** begin **
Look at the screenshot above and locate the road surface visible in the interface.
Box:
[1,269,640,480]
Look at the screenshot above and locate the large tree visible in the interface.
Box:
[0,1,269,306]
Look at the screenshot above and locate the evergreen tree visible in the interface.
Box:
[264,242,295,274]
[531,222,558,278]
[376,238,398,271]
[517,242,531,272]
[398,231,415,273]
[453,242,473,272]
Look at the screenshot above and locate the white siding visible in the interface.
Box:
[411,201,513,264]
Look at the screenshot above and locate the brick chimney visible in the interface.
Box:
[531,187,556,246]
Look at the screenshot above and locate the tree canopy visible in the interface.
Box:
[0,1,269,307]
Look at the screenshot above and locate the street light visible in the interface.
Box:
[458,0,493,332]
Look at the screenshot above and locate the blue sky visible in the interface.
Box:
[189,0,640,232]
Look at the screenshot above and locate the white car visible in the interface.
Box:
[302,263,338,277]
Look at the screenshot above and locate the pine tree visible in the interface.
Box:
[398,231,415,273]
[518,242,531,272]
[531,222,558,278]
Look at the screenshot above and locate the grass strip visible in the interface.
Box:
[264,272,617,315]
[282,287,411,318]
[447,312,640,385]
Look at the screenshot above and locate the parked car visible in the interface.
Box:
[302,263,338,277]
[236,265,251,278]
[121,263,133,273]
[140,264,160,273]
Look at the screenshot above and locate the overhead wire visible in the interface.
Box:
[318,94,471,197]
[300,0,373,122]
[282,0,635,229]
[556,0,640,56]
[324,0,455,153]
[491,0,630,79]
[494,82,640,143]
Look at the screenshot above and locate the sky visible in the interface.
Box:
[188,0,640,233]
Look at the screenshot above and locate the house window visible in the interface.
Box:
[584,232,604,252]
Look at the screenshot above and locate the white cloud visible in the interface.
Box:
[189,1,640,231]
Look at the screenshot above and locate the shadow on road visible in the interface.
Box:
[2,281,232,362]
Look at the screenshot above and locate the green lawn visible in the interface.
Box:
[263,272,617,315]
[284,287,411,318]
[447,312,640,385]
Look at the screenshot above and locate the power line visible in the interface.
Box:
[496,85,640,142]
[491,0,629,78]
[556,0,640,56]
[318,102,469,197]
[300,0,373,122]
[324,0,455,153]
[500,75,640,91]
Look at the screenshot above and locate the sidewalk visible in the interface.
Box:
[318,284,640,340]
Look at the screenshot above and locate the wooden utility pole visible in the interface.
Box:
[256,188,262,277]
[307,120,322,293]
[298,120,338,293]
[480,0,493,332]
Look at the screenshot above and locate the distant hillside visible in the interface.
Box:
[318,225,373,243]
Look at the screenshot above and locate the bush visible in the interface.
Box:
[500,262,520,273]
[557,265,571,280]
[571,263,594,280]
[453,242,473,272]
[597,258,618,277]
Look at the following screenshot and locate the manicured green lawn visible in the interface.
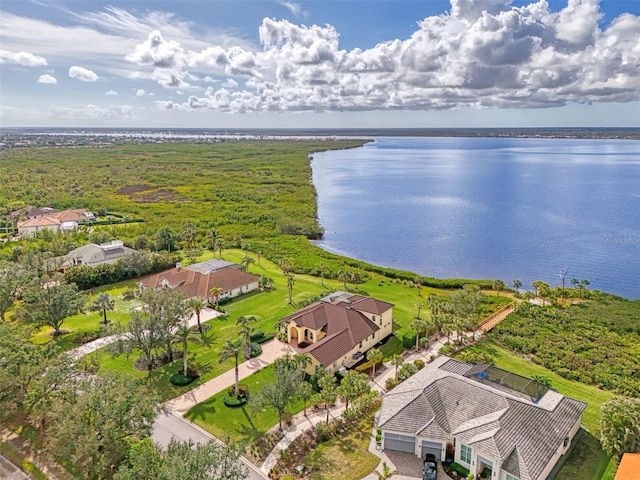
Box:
[33,280,140,350]
[452,341,613,436]
[185,366,303,443]
[552,430,610,480]
[301,406,380,480]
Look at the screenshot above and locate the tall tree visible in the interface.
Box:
[113,438,247,480]
[209,287,222,310]
[315,371,338,423]
[182,222,198,250]
[287,273,296,305]
[173,323,204,377]
[409,317,427,350]
[367,347,384,378]
[511,279,522,293]
[108,310,164,371]
[45,375,157,480]
[251,358,300,430]
[391,353,404,381]
[219,339,242,397]
[338,370,371,408]
[236,315,258,358]
[20,282,84,335]
[154,226,178,252]
[187,297,207,334]
[89,292,116,325]
[600,397,640,461]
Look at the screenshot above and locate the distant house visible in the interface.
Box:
[54,240,137,270]
[17,207,95,238]
[139,261,260,301]
[378,356,586,480]
[282,292,393,374]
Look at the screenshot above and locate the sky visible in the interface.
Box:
[0,0,640,129]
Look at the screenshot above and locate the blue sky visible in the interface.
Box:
[0,0,640,128]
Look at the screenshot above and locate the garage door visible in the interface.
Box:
[384,432,416,453]
[422,440,442,460]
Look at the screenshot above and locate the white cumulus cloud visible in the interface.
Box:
[69,65,100,82]
[0,50,47,67]
[38,73,58,85]
[126,0,640,112]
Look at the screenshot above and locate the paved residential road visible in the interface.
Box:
[0,455,29,480]
[152,411,267,480]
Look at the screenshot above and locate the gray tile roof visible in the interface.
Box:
[379,357,586,480]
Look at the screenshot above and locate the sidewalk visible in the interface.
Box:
[162,338,295,415]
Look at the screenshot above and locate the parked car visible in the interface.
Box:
[422,462,438,480]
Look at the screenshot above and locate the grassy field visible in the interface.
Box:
[452,340,613,480]
[452,341,613,436]
[185,365,303,444]
[301,406,380,480]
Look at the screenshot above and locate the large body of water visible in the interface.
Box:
[312,137,640,299]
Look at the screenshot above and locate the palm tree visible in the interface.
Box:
[187,297,207,334]
[511,279,522,293]
[209,287,222,310]
[173,323,203,377]
[240,253,256,273]
[413,275,424,297]
[318,263,327,288]
[409,317,427,350]
[89,292,116,325]
[236,315,258,358]
[182,222,198,250]
[218,339,242,397]
[391,353,404,382]
[336,270,351,291]
[367,347,384,378]
[207,228,218,252]
[298,382,315,417]
[287,274,296,305]
[492,280,507,296]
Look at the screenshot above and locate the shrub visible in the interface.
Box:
[227,383,249,399]
[249,343,262,358]
[316,422,332,442]
[402,332,416,348]
[222,395,247,408]
[398,363,418,381]
[384,378,400,391]
[169,373,195,387]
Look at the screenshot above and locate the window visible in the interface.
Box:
[460,445,472,465]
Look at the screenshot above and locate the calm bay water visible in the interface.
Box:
[312,137,640,299]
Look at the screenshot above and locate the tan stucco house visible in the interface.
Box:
[282,292,393,374]
[378,356,586,480]
[139,260,260,301]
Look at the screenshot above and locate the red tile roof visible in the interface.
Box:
[140,267,260,298]
[284,295,393,366]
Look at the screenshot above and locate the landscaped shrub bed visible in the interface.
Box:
[169,373,197,387]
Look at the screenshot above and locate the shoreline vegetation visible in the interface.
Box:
[0,139,640,480]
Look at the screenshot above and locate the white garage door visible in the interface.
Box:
[384,432,416,453]
[422,440,442,460]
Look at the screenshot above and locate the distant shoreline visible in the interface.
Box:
[0,127,640,146]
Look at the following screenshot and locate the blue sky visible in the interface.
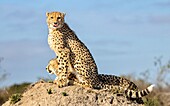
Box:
[0,0,170,86]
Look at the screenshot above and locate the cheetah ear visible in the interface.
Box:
[46,12,50,17]
[62,13,66,17]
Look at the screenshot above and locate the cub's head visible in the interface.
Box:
[46,12,65,30]
[46,59,58,75]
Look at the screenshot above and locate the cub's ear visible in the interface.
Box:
[61,13,66,17]
[46,12,50,17]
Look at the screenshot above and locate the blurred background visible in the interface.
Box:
[0,0,170,87]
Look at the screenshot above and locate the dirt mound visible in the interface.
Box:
[2,81,143,106]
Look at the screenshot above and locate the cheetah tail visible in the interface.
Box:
[125,85,155,98]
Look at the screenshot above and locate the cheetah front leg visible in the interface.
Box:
[54,48,70,88]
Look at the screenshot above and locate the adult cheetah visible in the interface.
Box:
[46,12,153,98]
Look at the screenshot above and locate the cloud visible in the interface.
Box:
[148,15,170,25]
[0,4,47,40]
[154,1,170,8]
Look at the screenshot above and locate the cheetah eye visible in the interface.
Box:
[57,17,61,20]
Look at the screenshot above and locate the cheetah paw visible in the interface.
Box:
[53,78,69,88]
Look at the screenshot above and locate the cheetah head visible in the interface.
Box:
[46,12,65,30]
[46,59,58,75]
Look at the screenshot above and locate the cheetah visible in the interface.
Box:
[46,12,154,98]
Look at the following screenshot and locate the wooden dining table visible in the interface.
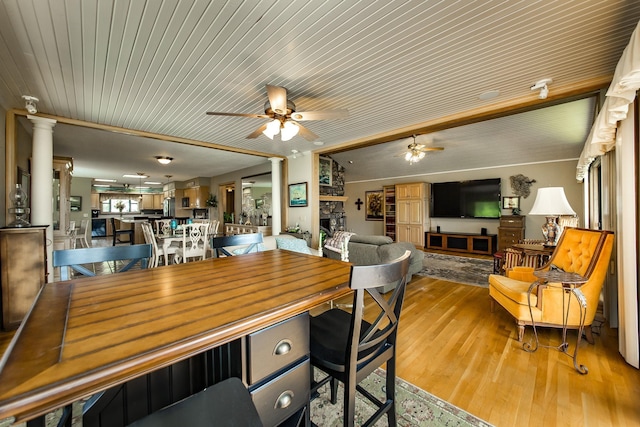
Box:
[0,249,350,423]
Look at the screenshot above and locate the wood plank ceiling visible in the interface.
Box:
[0,0,640,184]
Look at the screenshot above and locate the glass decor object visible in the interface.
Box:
[9,184,31,227]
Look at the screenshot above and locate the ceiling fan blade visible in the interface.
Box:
[298,123,320,141]
[267,85,287,115]
[247,123,268,139]
[291,110,349,121]
[207,111,271,119]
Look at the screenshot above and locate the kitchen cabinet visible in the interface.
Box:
[382,185,396,242]
[395,182,429,249]
[181,185,209,209]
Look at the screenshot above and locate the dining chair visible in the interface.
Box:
[310,251,411,426]
[53,245,152,280]
[173,223,209,264]
[209,233,264,258]
[111,217,134,246]
[75,219,91,248]
[129,377,263,427]
[154,219,171,236]
[140,222,167,268]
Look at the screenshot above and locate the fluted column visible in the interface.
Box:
[27,116,57,282]
[269,157,282,236]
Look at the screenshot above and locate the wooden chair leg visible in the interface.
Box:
[583,325,596,344]
[518,322,524,342]
[385,356,397,426]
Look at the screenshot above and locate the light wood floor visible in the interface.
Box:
[0,276,640,427]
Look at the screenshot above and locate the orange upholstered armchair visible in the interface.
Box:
[489,228,613,344]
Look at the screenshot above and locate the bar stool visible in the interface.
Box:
[111,218,134,246]
[130,378,263,427]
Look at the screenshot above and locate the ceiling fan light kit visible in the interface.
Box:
[531,79,553,99]
[207,85,349,141]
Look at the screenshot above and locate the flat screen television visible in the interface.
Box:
[430,178,501,218]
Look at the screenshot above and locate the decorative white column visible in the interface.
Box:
[27,116,57,282]
[269,157,282,236]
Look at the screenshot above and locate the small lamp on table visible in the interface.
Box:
[529,187,576,246]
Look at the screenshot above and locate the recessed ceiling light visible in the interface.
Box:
[478,90,500,101]
[156,156,173,165]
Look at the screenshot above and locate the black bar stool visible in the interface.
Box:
[111,218,134,246]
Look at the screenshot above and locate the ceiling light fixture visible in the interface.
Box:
[262,119,300,141]
[531,79,553,99]
[22,95,40,114]
[156,156,173,165]
[404,135,426,165]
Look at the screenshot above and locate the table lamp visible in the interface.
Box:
[529,187,576,246]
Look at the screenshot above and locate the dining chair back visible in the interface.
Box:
[209,233,264,258]
[140,222,164,268]
[310,251,411,426]
[111,217,134,246]
[154,219,171,236]
[173,223,209,264]
[53,245,152,280]
[75,219,91,248]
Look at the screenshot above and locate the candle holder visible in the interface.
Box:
[9,184,31,227]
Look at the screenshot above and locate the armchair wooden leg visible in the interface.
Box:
[518,322,524,342]
[583,325,595,344]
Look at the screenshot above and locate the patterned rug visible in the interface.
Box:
[418,252,493,288]
[311,369,491,427]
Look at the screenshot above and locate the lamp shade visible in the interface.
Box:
[529,187,576,215]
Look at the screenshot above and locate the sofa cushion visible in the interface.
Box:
[349,234,393,246]
[276,237,311,255]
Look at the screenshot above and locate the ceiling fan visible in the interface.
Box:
[207,85,349,141]
[399,135,444,165]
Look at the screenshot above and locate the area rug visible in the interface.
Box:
[418,252,493,287]
[311,369,491,427]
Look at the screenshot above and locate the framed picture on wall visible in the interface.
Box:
[364,190,384,221]
[289,182,308,208]
[502,196,520,209]
[319,157,333,187]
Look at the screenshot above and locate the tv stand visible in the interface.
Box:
[425,231,497,255]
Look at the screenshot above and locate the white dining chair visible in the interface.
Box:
[140,222,166,268]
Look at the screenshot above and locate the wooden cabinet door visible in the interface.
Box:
[153,194,164,209]
[140,194,153,209]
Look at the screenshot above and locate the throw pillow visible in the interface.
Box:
[276,237,311,255]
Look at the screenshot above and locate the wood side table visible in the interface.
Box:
[523,269,589,375]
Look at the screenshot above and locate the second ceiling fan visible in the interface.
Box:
[207,85,349,141]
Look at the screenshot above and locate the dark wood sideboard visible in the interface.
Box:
[425,231,497,255]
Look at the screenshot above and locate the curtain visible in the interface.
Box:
** end **
Starting at the line that contains "Look at the screenshot above and locate the dark" and continuing through the end of the listing, write those lines out again with "sideboard" replaced by "buffet". Leave everything else unchanged.

Look at the screenshot above and locate the dark wood buffet visible in the interface.
Box:
[425,231,497,255]
Look at the screenshot above and locate the curtain visible in the interface.
Box:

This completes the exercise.